→ **DESCRIPTION OF THE TASK**
Write the entries below out again exactly; any picture in them stays out.

Entries from a point annotation set:
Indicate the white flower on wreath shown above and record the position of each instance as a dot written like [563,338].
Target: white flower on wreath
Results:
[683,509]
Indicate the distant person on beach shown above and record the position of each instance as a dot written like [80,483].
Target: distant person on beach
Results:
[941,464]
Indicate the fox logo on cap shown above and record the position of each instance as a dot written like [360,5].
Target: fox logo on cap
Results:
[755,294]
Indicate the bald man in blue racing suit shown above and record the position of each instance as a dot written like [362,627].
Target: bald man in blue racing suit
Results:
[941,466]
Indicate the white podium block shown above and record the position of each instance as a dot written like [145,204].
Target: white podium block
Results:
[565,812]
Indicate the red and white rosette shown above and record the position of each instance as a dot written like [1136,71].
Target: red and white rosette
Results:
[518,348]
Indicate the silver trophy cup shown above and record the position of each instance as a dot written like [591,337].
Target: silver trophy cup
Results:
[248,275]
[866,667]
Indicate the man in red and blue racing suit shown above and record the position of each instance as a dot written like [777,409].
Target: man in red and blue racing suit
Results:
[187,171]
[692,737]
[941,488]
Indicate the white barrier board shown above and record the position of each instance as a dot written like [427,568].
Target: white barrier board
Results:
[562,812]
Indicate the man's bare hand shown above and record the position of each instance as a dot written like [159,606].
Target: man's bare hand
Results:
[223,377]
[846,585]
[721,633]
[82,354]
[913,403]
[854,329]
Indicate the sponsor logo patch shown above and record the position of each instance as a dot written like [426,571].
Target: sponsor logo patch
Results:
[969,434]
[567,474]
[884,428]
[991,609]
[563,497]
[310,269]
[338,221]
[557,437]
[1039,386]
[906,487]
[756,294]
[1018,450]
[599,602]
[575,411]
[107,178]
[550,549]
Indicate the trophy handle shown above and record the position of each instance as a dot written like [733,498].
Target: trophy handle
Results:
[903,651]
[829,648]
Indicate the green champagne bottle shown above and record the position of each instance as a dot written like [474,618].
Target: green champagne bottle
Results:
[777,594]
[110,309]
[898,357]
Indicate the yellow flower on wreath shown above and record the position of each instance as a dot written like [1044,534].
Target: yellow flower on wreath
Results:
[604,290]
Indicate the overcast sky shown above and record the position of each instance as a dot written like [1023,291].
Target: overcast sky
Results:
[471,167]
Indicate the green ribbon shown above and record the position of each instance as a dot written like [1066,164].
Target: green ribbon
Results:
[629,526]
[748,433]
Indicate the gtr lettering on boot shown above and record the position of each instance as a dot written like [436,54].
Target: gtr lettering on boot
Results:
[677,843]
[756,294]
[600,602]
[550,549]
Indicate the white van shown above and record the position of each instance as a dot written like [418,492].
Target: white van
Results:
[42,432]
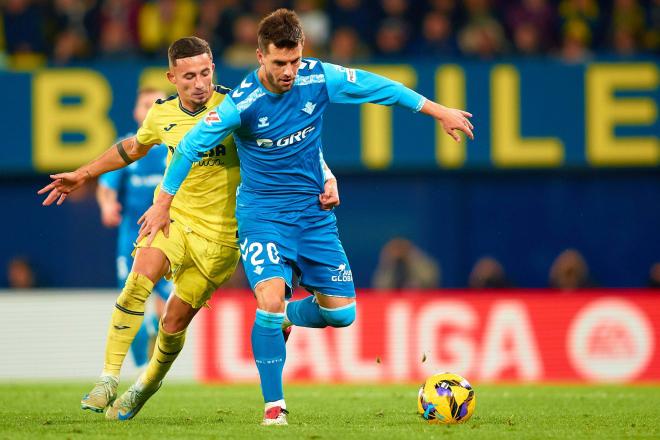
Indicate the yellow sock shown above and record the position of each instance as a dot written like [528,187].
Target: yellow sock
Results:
[168,346]
[126,320]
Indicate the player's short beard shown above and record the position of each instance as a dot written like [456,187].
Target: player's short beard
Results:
[273,81]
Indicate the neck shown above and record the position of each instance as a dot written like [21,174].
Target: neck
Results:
[191,106]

→ **TASK RESULT**
Indicate the white flower on wreath shown above and record the position of each instance as a dot written like [563,338].
Target: white flower on wreath
Results:
[683,509]
Indicate the distant person on beach shown above and record the position of each instance as a dot written like [80,483].
Target: distant person on beach
Results:
[941,464]
Indicate the fox logo on cap shown above and record the position of each instance as a dot written like [360,5].
Target: fox logo on cap
Results:
[755,294]
Indicate the bald man in blue racing suit shown above and record the position of each instance as a dot written like [362,627].
Target: bald man in blue racing suit
Results:
[941,466]
Indicate the white podium block shown above and record the position of each instance as a dot written like [145,204].
Target: white podium block
Results:
[565,812]
Indicate the red and white rosette shown above and record the position of each instance as a dot written like [1136,71].
Target: red and white rosette
Results:
[518,348]
Indicate the silver trophy cup shown above and record the position of each instance as a dot written like [591,337].
Target: silver trophy cup
Results:
[248,275]
[866,667]
Indicate the man in red and blue racing suit shown above and record the position of each instance as a dot written like [777,409].
Target: man in red and blue racing suit
Results:
[187,171]
[692,737]
[941,488]
Indicate the white barrier board shown above and record the position of each instance as a dot written like [427,568].
Target: white barrier board
Results:
[562,812]
Indicate the man's bare hand shown above and record the position of each instance as a dot written like [159,606].
Target: man's bare hand
Results:
[223,377]
[846,585]
[721,633]
[82,354]
[913,403]
[854,329]
Indicate the sponsor logo patch shown above and record the position of each instance as a dot written like [426,571].
Target: sponsor logo patch
Results:
[969,434]
[567,474]
[884,428]
[991,609]
[563,497]
[310,269]
[338,221]
[557,437]
[1039,386]
[906,487]
[756,294]
[1018,450]
[599,602]
[575,411]
[107,178]
[550,549]
Indicate the trophy handle shown above and record the position of each instance as a dot written like [733,498].
Target: trophy handle
Results:
[903,651]
[829,648]
Indicate the green champagne bottle shown above and record the position of each instance as a dot written like [474,618].
Target: green champagne bottle
Results:
[777,594]
[110,309]
[898,357]
Indicate the yellow flower on wreath shown above and record the position of each instance as a dot written like [1044,534].
Target: yellow flower on wreath
Results:
[604,290]
Indicate the overcast sky shown above and record the position of each instance as a dot written like [1023,291].
Target: overcast sky
Results:
[471,167]
Indicate the green ribbon shown above and record the position of each instance as a dot written like [1066,164].
Target: green ribbon
Results:
[629,526]
[748,433]
Indicate the gtr lettering on boot shown above and record the position of each instance as a dot written like [436,54].
Target: gtr lettering on boot
Results:
[677,843]
[756,294]
[600,602]
[550,549]
Indicate the white van shown above and record the position of each instance as a dot written like [418,492].
Target: white van
Results:
[42,432]
Indicate the yellow sock shown above and record the position of each instance as a dot written like [528,187].
Target: yellow sock
Results:
[168,346]
[126,320]
Indicate the player's short beard shown above and record the position of each instance as a dot written like [456,187].
Target: player's short beard
Results:
[273,81]
Indicate the neck shown above and record the position of each instance as a dot written like [21,174].
Target: neck
Results:
[191,106]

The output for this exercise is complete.